• Document passage:
Log in

View Full Version : robots.txt Manager


MUG
02-07-2003, 10:00 PM
This script allows you to easily create a dynamically generated robots.txt file, based on specified rules.

If you use this hack, please click 'Install' :)

Screenshots will be attached...

MUG
02-08-2003, 07:00 PM
Control Panel

MUG
02-08-2003, 07:01 PM
Editor (All Robots)

MUG
02-08-2003, 07:01 PM
Editor (Specific Robot)

MUG
02-08-2003, 07:01 PM
Generated File (:banana:)

Neo
02-08-2003, 07:08 PM
Excellent G.

Dean C
02-08-2003, 07:31 PM
Wow very nice!

wooolF[RM]
02-08-2003, 08:04 PM
]very good job, tho' I can edit one txt file by hands :) No offence, again, very good job :)

May I ask you if you have the list with IPs of some major/all search engines? I kinda need it :) Thanx a lot and again, a nice hack!

MUG
02-08-2003, 08:07 PM
The point of the hack is to make administration easier. It keeps track of robots requesting the robots.txt file, allowing you to ban or restrict a bot without having to dig through the server logs. I wrote the hack today, so the only bots included in the database already are the ones that spidered my site during that time. The list is in the .sql file.

wooolF[RM]
02-08-2003, 08:37 PM
]thanx for the answer :)

djr
02-08-2003, 08:50 PM
Is it suppose to write a new robots.txt file everytime or do the bots see the robots.php file as robots.txt?

If your answer is it's suppose to write a new robots.txt file, it isn't working for me :-(

And: do I still need a robots.txt file?

MUG
02-08-2003, 09:06 PM
Originally posted by djr
Is it suppose to write a new robots.txt file everytime or do the bots see the robots.php file as robots.txt?

If your answer is it's suppose to write a new robots.txt file, it isn't working for me :-(

And: do I still need a robots.txt file? It uses mod_rewrite to send requests to robots.php. You have to create an .htaccess file with the following:

RewriteEngine on
RewriteRule robots.txt /robots.php (note: this is for the old version. read the new install file :))

Upload robots.php to the root web directory (usually public_html). Make sure you run robots.sql using phpMyAdmin. :)

djr
02-08-2003, 09:33 PM
I did that already ;)
So the robots are redirected to robots.php which is feeding them a perfectly rendered robots.txt file? Sorry 'bout asking, but I don't want to break my (high) ranking(s).

- djr

MUG
02-08-2003, 10:10 PM
Originally posted by djr
I did that already ;)
So the robots are redirected to robots.php which is feeding them a perfectly rendered robots.txt file? Sorry 'bout asking, but I don't want to break my (high) ranking(s).

• The request: Rewrite the forum thread passage, everything from "May I ask you" down to "the .sql file.", with "access logs" in place of "server logs".

• Information supplied:
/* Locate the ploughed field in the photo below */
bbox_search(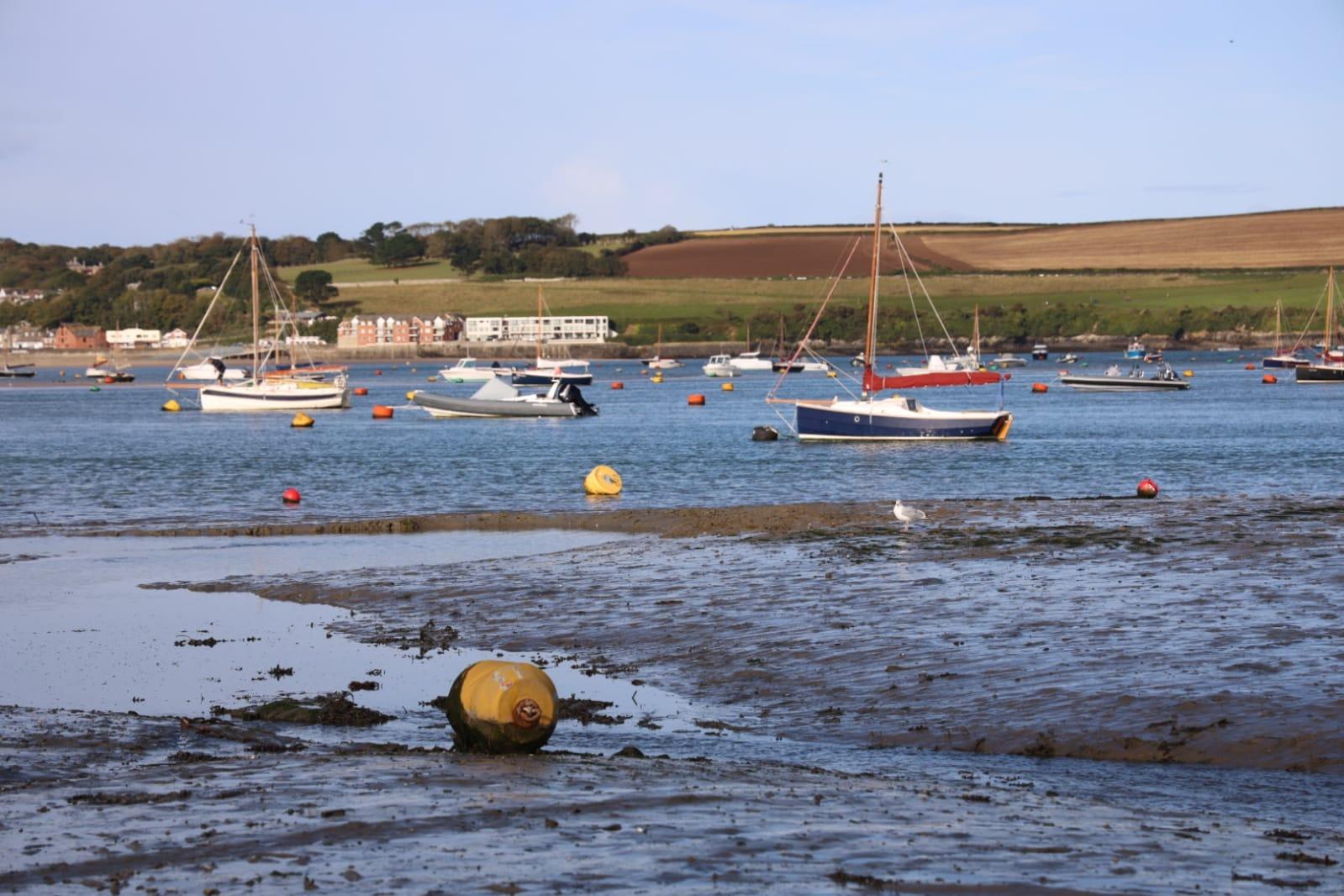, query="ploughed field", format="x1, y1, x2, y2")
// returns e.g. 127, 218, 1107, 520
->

• Output below:
May I ask you if you have the list with IPs of some major/all search engines? I kinda need it :) Thanx a lot and again, a nice hack!

MUG
02-08-2003, 08:07 PM
The point of the hack is to make administration easier. It keeps track of robots requesting the robots.txt file, allowing you to ban or restrict a bot without having to dig through the access logs. I wrote the hack today, so the only bots included in the database already are the ones that spidered my site during that time. The list is in the .sql file.